Start Dataset extract

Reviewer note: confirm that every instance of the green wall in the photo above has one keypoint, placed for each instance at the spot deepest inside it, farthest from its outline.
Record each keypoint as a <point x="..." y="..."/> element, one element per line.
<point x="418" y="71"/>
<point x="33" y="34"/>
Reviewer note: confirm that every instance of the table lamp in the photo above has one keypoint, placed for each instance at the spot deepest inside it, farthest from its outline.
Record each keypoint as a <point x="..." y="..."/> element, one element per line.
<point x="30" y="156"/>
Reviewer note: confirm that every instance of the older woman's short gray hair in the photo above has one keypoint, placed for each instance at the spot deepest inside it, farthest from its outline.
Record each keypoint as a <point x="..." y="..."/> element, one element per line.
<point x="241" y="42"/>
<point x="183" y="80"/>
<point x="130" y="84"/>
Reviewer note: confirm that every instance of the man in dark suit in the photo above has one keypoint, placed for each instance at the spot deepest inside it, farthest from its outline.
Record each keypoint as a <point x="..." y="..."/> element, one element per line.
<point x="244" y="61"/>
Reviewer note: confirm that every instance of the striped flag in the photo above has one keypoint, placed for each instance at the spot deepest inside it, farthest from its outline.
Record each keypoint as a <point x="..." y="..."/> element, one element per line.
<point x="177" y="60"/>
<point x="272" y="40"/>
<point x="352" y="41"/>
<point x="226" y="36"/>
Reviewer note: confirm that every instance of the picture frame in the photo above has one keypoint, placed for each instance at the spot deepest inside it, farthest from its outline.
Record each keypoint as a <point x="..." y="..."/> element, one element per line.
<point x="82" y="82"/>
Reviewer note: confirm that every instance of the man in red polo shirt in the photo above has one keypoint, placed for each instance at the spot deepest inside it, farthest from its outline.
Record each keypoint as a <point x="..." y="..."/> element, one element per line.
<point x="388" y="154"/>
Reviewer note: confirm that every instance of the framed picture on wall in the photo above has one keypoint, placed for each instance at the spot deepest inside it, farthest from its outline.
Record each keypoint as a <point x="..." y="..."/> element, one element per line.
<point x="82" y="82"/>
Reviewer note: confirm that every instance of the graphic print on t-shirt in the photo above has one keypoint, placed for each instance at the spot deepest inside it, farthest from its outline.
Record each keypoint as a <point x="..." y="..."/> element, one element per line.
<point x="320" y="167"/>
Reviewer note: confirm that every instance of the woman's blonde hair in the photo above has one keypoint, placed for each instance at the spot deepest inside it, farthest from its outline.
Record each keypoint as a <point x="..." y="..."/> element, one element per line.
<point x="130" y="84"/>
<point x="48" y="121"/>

End Dataset extract
Start Dataset extract

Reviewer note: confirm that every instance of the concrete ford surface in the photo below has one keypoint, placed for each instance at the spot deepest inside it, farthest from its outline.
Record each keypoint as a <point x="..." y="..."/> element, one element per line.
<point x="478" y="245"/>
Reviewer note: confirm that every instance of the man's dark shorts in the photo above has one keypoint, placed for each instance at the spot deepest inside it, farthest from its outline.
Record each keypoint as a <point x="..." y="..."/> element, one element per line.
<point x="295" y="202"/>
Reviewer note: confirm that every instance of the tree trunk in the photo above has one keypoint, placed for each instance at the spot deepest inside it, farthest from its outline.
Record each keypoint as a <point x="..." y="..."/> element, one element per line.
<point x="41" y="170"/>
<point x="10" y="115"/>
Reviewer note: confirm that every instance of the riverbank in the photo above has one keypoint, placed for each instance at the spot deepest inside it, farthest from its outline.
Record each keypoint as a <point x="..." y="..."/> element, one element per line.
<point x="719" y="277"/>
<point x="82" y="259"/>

End Dataset extract

*Instruction*
Identify every line above that contains the word "dark" and copy each one out. Case counts.

*Output*
Reviewer note: confirm that every instance of the man in dark suit in the photo above has one keypoint, placed for each instance at the spot deepest inside it, farthest from its outline.
Reviewer note: confirm that every instance of the man's dark shorts in the photo above has one keypoint, placed for each instance at the spot deepest inside it, farthest from its outline.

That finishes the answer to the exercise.